## Brief
What lines in the records include the string "pool"? Return each one.
[Task data Boundary: Start]
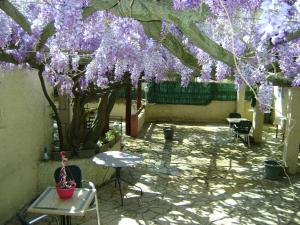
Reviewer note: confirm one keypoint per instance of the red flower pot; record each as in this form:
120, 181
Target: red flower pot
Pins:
66, 193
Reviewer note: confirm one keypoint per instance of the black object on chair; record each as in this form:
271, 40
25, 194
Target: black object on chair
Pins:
242, 128
74, 173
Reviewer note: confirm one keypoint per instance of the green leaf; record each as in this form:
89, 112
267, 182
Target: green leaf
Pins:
15, 14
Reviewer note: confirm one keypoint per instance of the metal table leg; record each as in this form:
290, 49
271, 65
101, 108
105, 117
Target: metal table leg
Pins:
65, 220
119, 179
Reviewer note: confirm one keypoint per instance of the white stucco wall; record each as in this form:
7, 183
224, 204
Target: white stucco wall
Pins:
24, 132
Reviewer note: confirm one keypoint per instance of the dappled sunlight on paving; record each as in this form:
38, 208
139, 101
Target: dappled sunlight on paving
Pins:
200, 177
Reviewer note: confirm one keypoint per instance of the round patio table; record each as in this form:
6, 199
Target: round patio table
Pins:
119, 160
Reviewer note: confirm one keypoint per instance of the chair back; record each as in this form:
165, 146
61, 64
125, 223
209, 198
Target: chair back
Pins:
73, 173
235, 115
244, 126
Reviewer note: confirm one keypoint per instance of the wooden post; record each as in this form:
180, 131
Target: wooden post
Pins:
241, 101
128, 106
139, 95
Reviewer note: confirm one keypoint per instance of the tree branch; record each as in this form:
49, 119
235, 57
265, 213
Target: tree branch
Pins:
15, 14
152, 10
53, 106
47, 32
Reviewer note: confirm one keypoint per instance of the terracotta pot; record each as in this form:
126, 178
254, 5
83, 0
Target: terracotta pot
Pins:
66, 193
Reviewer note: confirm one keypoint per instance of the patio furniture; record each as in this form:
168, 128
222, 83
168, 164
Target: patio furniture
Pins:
49, 203
74, 172
242, 128
24, 221
118, 160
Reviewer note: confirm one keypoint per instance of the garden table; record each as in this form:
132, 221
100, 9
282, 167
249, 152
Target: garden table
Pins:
118, 160
49, 203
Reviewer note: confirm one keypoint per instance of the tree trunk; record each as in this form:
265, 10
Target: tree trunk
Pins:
76, 130
99, 127
54, 108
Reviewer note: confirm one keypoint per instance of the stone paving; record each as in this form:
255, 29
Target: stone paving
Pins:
201, 177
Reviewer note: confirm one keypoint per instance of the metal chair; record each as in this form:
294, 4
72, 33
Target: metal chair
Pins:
242, 128
74, 173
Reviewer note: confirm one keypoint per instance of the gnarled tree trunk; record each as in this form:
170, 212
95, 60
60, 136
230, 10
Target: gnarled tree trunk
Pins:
99, 127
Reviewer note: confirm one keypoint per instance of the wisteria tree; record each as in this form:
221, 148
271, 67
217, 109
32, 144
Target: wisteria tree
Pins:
87, 48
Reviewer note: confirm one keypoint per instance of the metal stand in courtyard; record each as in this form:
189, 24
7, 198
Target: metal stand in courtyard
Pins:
118, 179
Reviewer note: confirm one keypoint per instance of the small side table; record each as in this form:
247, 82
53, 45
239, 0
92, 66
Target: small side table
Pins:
49, 203
119, 160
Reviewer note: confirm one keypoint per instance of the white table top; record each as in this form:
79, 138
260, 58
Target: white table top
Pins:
50, 203
235, 120
117, 159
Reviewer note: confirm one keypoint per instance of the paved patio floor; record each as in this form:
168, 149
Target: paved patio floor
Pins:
201, 177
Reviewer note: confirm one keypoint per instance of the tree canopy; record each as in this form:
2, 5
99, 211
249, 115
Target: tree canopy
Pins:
77, 43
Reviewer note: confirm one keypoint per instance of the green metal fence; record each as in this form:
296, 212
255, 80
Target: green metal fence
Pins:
171, 92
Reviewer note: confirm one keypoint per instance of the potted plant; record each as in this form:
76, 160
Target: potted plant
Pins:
64, 187
87, 150
56, 153
110, 137
103, 145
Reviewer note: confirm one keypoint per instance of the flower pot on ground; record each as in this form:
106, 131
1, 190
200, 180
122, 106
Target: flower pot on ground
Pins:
169, 133
273, 170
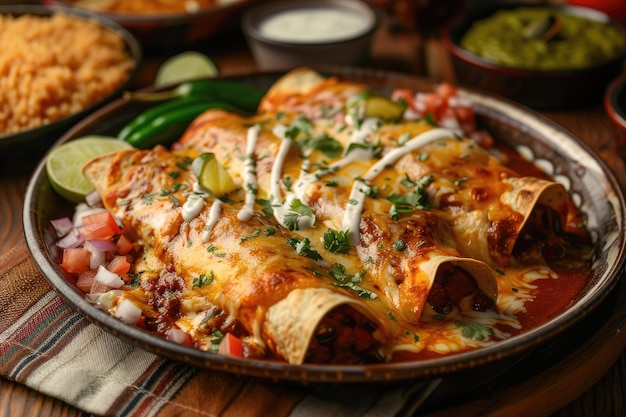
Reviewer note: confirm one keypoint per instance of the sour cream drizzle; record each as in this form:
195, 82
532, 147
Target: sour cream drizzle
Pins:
352, 215
249, 174
282, 208
214, 216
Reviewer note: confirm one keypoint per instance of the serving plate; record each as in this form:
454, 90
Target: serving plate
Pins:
555, 150
40, 138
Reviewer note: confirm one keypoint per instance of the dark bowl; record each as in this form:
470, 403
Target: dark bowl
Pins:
592, 185
159, 31
539, 89
40, 138
615, 106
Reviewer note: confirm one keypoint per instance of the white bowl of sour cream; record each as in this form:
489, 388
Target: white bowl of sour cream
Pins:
290, 33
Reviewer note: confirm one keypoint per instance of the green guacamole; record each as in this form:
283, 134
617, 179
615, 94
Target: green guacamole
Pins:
504, 39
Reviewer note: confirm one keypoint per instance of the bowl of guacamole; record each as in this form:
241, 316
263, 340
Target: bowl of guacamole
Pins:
546, 57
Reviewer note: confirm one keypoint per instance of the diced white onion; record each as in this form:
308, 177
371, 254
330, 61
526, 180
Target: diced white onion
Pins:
83, 210
71, 240
108, 278
93, 199
128, 312
97, 259
62, 226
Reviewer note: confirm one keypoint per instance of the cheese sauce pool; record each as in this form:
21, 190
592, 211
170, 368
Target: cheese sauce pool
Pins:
313, 25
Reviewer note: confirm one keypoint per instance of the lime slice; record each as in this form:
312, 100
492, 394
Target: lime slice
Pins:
384, 108
212, 175
64, 164
184, 67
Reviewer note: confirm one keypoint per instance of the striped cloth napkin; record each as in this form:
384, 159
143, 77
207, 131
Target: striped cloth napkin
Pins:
47, 346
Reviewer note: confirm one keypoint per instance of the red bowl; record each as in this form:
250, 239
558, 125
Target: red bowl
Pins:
539, 89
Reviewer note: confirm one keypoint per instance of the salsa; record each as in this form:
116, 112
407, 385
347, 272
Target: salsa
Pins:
543, 38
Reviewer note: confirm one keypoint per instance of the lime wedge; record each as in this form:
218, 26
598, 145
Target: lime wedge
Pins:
64, 164
212, 175
184, 67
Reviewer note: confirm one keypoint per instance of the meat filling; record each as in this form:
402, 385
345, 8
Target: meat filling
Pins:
344, 336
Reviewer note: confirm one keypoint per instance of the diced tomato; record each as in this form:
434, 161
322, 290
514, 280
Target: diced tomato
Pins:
97, 231
124, 245
86, 279
231, 345
104, 217
119, 265
446, 90
75, 260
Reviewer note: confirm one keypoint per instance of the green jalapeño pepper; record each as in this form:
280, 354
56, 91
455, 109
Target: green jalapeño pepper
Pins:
165, 123
242, 96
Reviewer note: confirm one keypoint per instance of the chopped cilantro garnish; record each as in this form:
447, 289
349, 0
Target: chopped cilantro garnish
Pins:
255, 233
303, 248
473, 330
337, 241
399, 245
203, 280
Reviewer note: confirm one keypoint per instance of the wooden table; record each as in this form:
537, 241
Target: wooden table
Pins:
587, 381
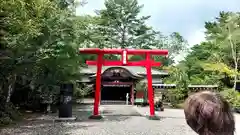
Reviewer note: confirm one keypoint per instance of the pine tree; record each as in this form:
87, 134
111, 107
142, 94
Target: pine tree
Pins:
123, 26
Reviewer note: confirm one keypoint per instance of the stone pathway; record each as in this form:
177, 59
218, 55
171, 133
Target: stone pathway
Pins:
118, 120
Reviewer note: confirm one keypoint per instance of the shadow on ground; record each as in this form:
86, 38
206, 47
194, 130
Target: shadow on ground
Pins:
46, 124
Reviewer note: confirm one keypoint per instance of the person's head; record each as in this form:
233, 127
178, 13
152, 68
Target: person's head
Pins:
207, 113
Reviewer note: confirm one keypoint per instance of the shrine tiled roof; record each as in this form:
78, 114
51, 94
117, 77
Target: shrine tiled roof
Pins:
135, 70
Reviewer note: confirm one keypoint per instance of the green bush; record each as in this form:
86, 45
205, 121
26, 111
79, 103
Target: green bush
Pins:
9, 114
232, 96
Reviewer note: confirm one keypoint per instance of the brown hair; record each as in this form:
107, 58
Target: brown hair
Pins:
207, 113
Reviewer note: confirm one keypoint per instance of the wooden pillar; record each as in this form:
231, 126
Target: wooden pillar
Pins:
150, 88
98, 85
132, 94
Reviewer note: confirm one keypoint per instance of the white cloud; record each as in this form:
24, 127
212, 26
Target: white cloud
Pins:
196, 37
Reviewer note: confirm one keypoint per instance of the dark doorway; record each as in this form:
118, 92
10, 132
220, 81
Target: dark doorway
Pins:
115, 93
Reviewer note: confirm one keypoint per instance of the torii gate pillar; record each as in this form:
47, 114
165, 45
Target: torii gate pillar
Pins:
148, 63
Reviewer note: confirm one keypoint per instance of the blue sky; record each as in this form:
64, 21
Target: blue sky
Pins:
184, 16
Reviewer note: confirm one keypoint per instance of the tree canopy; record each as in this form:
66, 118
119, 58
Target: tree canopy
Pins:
40, 40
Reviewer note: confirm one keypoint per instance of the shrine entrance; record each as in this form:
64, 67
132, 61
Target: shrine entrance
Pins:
115, 93
118, 84
148, 63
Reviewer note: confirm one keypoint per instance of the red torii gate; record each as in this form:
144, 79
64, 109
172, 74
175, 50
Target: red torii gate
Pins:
148, 63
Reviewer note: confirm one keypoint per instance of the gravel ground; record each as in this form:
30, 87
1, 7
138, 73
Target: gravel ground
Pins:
118, 120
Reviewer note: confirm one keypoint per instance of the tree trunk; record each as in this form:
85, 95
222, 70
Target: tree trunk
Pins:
11, 85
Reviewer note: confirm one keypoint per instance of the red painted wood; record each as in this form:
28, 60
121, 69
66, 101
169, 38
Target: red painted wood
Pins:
150, 89
130, 63
119, 51
140, 94
116, 83
148, 63
98, 85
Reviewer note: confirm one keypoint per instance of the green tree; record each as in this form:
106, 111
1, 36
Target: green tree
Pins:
122, 27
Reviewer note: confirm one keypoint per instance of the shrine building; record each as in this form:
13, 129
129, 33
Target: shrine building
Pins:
117, 81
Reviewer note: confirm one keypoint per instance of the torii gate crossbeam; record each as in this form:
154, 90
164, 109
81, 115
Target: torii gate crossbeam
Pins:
148, 63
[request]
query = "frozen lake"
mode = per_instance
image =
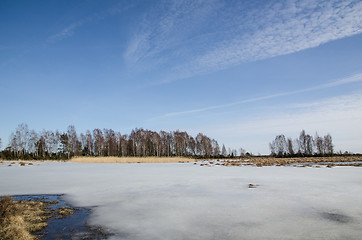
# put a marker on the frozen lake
(186, 201)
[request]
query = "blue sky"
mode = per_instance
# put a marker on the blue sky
(239, 71)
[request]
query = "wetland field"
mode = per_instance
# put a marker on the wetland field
(202, 200)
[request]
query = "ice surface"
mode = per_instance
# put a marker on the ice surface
(185, 201)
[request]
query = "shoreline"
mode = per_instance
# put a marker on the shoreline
(57, 220)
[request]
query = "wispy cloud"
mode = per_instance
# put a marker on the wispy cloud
(191, 38)
(348, 80)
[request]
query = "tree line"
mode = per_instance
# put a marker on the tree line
(30, 144)
(303, 146)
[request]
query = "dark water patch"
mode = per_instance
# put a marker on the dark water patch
(66, 227)
(336, 217)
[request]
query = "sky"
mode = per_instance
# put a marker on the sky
(240, 72)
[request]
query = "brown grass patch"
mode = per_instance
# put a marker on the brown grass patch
(19, 219)
(132, 160)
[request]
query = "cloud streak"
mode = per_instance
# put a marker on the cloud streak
(348, 80)
(192, 38)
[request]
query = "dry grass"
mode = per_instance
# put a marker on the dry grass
(301, 162)
(18, 219)
(132, 159)
(64, 212)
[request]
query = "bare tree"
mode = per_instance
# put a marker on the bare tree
(98, 142)
(74, 143)
(328, 145)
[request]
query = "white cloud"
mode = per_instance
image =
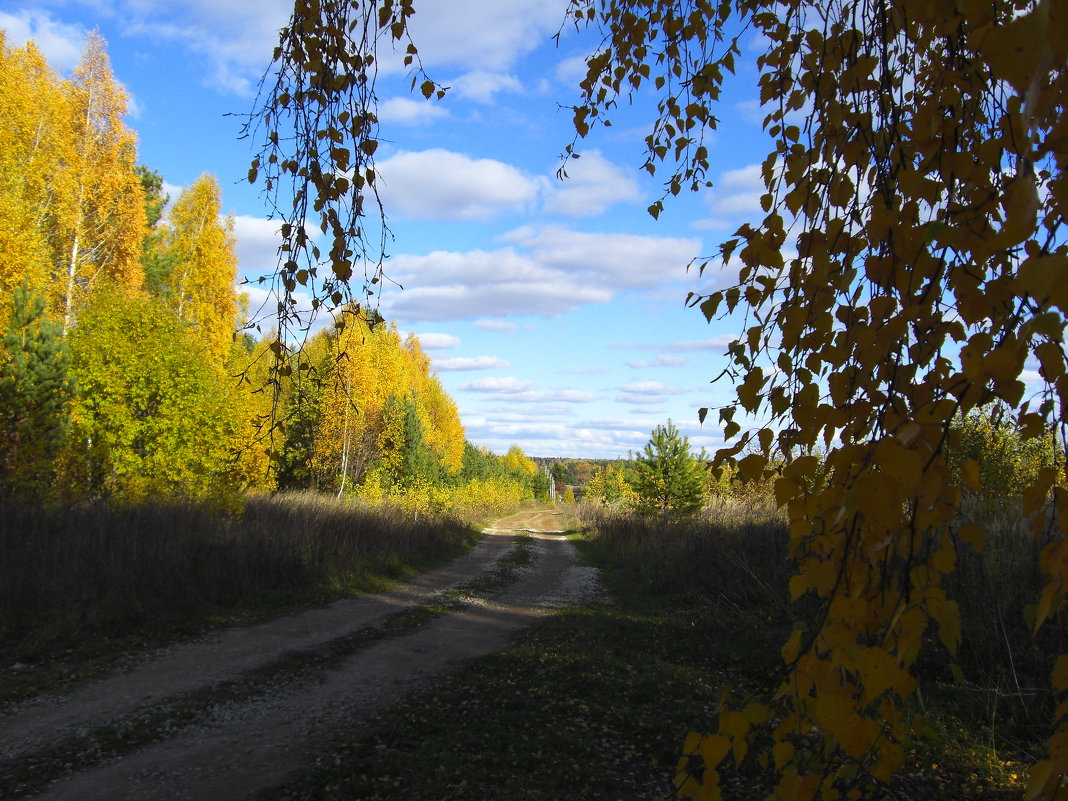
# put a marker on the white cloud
(650, 388)
(410, 111)
(257, 240)
(593, 185)
(571, 69)
(443, 185)
(482, 34)
(718, 343)
(738, 191)
(438, 342)
(751, 110)
(477, 362)
(583, 372)
(515, 390)
(550, 271)
(481, 87)
(618, 260)
(506, 386)
(235, 37)
(645, 393)
(496, 325)
(60, 43)
(661, 361)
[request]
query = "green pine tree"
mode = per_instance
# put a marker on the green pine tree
(34, 396)
(669, 480)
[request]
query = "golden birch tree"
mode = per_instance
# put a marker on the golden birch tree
(199, 244)
(32, 109)
(910, 261)
(98, 219)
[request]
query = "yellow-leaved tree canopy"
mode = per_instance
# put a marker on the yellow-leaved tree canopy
(911, 261)
(198, 244)
(72, 207)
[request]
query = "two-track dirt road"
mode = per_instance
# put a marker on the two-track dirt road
(231, 750)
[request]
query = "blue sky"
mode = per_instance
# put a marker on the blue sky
(552, 311)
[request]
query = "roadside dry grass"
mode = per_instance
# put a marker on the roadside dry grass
(594, 702)
(83, 589)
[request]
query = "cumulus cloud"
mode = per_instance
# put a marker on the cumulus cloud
(507, 386)
(571, 69)
(625, 261)
(257, 240)
(593, 438)
(482, 34)
(583, 372)
(515, 390)
(546, 272)
(717, 343)
(483, 87)
(477, 362)
(496, 325)
(442, 185)
(592, 186)
(738, 192)
(410, 111)
(234, 38)
(438, 342)
(660, 361)
(645, 393)
(60, 43)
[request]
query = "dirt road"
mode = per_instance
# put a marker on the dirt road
(271, 716)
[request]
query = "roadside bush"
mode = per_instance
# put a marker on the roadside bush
(733, 553)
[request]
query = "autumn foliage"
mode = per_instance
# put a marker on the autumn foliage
(910, 262)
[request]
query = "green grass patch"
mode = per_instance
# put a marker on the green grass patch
(591, 703)
(595, 703)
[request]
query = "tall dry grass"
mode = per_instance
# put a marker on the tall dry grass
(72, 572)
(733, 553)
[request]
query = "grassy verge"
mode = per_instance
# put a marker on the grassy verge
(595, 702)
(169, 716)
(83, 590)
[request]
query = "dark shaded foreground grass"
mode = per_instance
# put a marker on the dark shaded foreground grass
(595, 702)
(87, 587)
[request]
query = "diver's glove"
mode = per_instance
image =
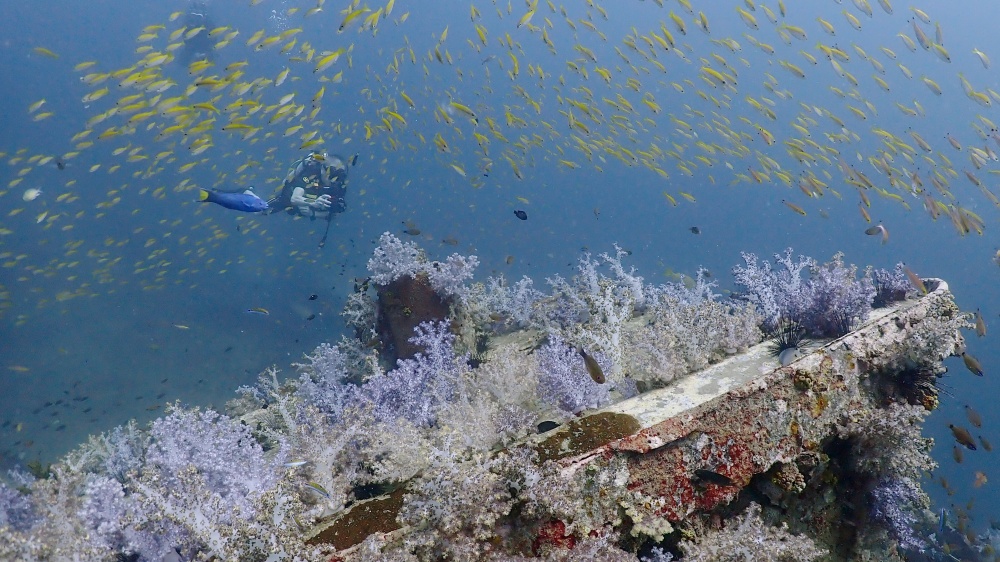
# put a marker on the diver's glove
(321, 203)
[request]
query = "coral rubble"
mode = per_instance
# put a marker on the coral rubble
(483, 437)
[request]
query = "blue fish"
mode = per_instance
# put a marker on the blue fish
(246, 201)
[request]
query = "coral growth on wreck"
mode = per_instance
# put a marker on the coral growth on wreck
(441, 437)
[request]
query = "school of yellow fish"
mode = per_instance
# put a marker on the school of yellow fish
(672, 95)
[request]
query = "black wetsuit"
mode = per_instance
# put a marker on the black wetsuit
(316, 178)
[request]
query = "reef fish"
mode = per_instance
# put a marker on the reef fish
(593, 368)
(963, 436)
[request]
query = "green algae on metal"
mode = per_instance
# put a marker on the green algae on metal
(377, 515)
(585, 434)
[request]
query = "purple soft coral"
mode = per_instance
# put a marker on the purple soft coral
(829, 303)
(223, 451)
(564, 381)
(419, 386)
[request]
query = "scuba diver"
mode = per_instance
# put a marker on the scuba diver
(198, 47)
(315, 187)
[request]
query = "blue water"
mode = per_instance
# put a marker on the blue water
(125, 337)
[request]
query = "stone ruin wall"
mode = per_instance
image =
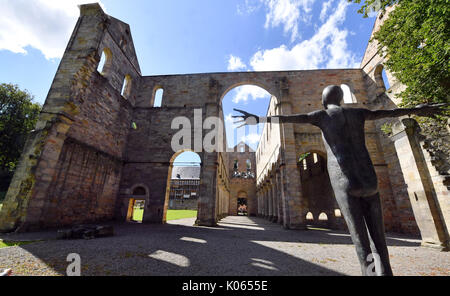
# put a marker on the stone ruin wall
(83, 159)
[Task data Boundary: End]
## Task answer
Reviewer note: confirm one keypoint per instance of the cheese sauce pool; record each as in this form:
Target: cheese sauce pool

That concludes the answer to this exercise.